# Stated problem
Copy the part of the data that opens with the line containing "with locating glass" and closes with the line containing "[0,138,153,163]", keeping both of those lines and every line between them identical to the original.

# Provided records
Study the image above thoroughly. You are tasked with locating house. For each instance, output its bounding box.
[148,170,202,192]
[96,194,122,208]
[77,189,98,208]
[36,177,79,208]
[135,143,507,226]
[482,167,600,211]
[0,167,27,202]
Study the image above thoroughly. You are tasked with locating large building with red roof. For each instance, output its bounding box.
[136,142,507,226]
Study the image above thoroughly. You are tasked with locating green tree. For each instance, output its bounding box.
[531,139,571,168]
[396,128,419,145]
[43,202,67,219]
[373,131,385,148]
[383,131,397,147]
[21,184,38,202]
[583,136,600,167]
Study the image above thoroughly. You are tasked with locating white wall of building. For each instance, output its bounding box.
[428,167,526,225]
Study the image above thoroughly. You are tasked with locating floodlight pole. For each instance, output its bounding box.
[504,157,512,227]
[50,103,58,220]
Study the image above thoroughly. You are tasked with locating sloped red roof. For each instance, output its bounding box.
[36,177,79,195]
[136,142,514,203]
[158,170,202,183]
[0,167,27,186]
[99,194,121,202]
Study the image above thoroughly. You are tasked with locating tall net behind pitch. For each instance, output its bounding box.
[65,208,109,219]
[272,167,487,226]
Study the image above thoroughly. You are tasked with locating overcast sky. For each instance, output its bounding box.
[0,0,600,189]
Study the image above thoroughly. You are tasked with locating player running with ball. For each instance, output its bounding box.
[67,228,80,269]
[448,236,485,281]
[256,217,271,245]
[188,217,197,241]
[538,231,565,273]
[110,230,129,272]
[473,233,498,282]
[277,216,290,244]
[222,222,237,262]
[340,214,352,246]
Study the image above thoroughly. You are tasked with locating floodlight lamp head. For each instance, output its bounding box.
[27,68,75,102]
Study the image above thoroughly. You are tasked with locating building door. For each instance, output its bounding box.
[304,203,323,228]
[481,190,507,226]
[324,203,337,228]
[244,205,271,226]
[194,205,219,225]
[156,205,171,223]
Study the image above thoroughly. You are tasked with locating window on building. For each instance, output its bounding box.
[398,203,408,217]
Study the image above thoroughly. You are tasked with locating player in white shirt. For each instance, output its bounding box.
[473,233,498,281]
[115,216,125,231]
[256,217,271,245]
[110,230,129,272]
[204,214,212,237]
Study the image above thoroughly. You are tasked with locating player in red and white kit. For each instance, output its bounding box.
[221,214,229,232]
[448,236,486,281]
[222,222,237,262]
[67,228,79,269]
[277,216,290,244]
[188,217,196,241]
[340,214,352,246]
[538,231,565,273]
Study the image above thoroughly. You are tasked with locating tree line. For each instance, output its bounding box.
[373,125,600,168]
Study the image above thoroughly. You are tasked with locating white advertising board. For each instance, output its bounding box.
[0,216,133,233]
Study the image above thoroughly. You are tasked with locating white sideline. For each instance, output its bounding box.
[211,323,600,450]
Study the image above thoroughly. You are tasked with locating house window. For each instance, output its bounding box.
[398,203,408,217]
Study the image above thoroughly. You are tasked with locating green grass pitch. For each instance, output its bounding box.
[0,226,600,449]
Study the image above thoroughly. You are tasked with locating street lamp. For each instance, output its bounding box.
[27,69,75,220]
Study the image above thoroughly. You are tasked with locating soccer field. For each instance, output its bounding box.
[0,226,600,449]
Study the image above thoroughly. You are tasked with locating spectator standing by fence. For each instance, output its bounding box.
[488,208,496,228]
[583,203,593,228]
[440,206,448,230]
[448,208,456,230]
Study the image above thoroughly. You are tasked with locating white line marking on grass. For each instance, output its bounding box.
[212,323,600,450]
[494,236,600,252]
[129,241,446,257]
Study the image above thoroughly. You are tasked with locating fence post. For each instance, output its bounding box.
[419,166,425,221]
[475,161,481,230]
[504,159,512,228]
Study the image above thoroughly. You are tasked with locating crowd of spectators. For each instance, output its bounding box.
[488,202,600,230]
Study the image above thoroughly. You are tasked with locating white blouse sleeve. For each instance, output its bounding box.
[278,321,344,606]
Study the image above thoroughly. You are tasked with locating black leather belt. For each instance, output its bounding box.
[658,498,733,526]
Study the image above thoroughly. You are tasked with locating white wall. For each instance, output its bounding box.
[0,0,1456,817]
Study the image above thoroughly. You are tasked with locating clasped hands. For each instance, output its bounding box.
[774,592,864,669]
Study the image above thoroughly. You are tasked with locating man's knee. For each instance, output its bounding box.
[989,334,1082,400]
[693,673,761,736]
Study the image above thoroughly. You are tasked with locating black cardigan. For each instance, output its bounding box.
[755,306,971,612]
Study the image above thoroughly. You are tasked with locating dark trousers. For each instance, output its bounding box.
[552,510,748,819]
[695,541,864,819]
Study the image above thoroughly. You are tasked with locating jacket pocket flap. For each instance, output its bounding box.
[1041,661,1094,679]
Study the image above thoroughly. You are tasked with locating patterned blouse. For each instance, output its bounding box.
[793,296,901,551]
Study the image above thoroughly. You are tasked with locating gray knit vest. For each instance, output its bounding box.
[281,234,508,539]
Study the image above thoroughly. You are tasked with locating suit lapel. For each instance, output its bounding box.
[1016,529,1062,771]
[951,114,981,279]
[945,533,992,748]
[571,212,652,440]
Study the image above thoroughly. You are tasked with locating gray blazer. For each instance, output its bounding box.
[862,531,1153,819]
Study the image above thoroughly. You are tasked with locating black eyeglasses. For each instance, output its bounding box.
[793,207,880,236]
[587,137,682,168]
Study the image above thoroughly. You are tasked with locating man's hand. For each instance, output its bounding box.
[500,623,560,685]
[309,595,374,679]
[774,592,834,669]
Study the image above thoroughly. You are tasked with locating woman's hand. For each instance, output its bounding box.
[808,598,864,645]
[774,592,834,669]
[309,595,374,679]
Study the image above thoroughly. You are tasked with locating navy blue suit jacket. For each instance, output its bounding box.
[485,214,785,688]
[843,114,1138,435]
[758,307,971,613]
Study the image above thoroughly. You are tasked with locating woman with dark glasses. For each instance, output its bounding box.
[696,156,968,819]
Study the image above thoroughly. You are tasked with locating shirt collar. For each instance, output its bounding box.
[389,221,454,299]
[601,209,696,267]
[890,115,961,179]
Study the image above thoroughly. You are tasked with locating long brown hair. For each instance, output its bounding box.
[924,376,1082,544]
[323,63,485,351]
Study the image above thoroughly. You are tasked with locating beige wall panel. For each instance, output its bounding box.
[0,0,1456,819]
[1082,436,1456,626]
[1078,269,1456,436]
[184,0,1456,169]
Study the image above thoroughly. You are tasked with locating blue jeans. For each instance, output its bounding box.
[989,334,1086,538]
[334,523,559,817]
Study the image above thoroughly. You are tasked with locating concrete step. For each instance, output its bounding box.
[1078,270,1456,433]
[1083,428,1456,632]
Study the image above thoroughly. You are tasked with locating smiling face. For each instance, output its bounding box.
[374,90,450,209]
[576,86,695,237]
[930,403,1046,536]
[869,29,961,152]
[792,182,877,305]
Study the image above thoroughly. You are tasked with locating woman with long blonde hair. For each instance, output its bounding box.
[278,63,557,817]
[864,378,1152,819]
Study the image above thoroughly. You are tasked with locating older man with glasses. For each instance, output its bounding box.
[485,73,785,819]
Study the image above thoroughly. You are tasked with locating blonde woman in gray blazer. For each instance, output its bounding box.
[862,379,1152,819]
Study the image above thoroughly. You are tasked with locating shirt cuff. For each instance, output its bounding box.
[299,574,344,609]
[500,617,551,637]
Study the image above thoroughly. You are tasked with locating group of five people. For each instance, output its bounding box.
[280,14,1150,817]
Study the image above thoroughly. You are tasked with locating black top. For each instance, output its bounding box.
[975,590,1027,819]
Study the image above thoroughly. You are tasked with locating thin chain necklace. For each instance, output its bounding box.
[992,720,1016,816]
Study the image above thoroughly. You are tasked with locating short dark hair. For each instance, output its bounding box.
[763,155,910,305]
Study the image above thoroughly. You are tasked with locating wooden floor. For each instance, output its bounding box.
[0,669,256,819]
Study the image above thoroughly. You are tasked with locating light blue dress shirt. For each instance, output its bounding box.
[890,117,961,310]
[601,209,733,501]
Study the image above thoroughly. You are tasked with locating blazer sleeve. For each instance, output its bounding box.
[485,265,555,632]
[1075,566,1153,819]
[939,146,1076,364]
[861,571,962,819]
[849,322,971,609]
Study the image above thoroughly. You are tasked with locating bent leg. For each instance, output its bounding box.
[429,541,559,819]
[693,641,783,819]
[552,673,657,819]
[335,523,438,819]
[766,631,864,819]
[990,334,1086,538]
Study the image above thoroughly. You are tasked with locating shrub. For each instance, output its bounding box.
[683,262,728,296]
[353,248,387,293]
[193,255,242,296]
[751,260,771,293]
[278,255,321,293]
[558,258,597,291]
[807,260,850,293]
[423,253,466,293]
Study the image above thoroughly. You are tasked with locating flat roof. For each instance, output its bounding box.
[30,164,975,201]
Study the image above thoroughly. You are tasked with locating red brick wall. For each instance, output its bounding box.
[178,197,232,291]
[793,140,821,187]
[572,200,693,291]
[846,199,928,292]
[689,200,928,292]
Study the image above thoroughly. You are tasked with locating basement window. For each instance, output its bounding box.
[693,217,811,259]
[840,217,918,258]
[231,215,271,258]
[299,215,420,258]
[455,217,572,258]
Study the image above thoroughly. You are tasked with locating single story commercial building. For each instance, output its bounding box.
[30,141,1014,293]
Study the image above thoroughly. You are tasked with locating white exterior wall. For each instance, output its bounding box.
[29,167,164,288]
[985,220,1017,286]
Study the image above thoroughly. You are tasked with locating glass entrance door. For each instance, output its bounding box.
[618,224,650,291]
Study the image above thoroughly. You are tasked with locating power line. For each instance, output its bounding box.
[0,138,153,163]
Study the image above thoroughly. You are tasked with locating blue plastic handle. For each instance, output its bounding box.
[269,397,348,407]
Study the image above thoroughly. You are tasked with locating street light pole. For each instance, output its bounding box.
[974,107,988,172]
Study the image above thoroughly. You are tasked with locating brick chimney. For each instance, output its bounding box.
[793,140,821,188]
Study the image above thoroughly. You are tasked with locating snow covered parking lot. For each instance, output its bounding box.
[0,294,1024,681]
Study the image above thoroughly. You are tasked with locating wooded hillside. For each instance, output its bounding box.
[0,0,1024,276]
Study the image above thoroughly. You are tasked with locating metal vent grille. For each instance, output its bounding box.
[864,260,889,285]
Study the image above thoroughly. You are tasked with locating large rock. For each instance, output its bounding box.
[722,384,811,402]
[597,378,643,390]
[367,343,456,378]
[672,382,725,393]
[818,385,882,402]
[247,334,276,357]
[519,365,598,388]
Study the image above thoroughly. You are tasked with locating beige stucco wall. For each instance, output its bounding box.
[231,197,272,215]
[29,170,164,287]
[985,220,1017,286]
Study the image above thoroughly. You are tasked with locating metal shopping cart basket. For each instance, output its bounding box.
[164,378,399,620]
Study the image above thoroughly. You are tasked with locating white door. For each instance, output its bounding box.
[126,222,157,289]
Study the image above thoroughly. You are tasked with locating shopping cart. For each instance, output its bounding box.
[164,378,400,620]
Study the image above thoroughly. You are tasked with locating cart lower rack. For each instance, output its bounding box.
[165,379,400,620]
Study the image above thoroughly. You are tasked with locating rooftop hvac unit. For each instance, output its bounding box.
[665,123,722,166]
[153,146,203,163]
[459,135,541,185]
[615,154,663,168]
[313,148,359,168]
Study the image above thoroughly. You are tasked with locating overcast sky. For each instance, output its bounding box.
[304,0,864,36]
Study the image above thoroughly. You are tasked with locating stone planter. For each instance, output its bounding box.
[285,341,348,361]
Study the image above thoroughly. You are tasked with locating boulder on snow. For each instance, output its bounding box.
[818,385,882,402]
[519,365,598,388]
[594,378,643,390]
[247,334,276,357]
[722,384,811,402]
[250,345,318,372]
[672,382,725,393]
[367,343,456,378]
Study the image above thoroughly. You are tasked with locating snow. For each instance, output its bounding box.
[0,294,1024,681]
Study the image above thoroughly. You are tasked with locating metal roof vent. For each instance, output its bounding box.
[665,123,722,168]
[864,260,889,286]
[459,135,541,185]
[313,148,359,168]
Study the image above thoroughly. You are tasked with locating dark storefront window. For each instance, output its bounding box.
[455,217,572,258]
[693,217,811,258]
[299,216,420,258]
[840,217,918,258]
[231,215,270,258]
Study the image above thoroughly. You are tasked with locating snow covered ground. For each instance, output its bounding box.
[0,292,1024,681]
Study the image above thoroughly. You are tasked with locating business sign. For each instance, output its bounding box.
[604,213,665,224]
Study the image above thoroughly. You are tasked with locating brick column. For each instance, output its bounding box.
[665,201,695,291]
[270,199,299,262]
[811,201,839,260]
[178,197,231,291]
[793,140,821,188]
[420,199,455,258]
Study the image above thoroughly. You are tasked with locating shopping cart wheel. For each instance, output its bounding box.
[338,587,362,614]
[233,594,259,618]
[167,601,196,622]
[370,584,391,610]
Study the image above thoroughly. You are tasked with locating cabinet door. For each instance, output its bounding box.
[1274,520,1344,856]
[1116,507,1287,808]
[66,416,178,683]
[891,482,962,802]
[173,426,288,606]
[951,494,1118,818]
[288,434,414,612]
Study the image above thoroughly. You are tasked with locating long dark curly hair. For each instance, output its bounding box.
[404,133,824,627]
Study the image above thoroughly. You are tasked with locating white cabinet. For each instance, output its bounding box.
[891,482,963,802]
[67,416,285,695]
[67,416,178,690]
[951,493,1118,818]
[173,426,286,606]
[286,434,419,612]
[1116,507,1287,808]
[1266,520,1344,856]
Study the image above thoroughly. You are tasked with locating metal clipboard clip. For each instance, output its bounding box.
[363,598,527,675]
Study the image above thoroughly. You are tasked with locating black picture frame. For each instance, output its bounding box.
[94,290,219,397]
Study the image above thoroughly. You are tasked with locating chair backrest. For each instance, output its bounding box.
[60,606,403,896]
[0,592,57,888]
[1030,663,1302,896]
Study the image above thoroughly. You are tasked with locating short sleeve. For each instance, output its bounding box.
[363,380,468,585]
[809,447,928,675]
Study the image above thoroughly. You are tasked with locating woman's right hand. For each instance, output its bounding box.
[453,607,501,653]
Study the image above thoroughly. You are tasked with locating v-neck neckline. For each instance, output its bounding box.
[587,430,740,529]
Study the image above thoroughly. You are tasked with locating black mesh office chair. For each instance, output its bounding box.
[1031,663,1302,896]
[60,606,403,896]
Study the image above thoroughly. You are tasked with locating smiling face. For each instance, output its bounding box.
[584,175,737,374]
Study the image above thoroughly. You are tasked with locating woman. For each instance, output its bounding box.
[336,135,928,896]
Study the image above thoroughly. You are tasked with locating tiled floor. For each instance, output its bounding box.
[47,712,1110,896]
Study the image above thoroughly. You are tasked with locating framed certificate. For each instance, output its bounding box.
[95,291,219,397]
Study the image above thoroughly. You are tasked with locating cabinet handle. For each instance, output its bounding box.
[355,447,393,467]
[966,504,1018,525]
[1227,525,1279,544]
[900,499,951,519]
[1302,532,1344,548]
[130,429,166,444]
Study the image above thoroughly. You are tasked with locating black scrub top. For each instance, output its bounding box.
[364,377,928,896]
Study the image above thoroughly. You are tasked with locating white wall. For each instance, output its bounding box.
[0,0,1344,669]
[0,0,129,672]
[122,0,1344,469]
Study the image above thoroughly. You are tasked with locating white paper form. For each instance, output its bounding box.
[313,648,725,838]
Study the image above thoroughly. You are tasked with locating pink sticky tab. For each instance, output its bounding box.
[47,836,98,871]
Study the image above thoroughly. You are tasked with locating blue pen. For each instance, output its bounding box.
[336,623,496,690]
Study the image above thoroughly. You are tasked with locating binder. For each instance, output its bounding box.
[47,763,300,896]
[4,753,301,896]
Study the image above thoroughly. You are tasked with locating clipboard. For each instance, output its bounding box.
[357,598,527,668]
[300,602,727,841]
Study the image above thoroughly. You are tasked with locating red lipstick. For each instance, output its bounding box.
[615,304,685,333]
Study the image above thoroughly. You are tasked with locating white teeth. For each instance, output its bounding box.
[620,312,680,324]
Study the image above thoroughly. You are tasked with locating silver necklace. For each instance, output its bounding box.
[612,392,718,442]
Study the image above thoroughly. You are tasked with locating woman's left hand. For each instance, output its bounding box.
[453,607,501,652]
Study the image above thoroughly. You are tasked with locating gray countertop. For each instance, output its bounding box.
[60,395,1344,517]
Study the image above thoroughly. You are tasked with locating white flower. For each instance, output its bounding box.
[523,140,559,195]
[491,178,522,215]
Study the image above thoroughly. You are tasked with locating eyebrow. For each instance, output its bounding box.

# Solution for this exercise
Study the image above thoroughly. You are tasked with locating glass entrance door. For each instance, output its bounding box.
[618,224,650,291]
Study the image above thoroughly. You are tasked with locating power line. For each instance, output its bounding box.
[0,138,153,163]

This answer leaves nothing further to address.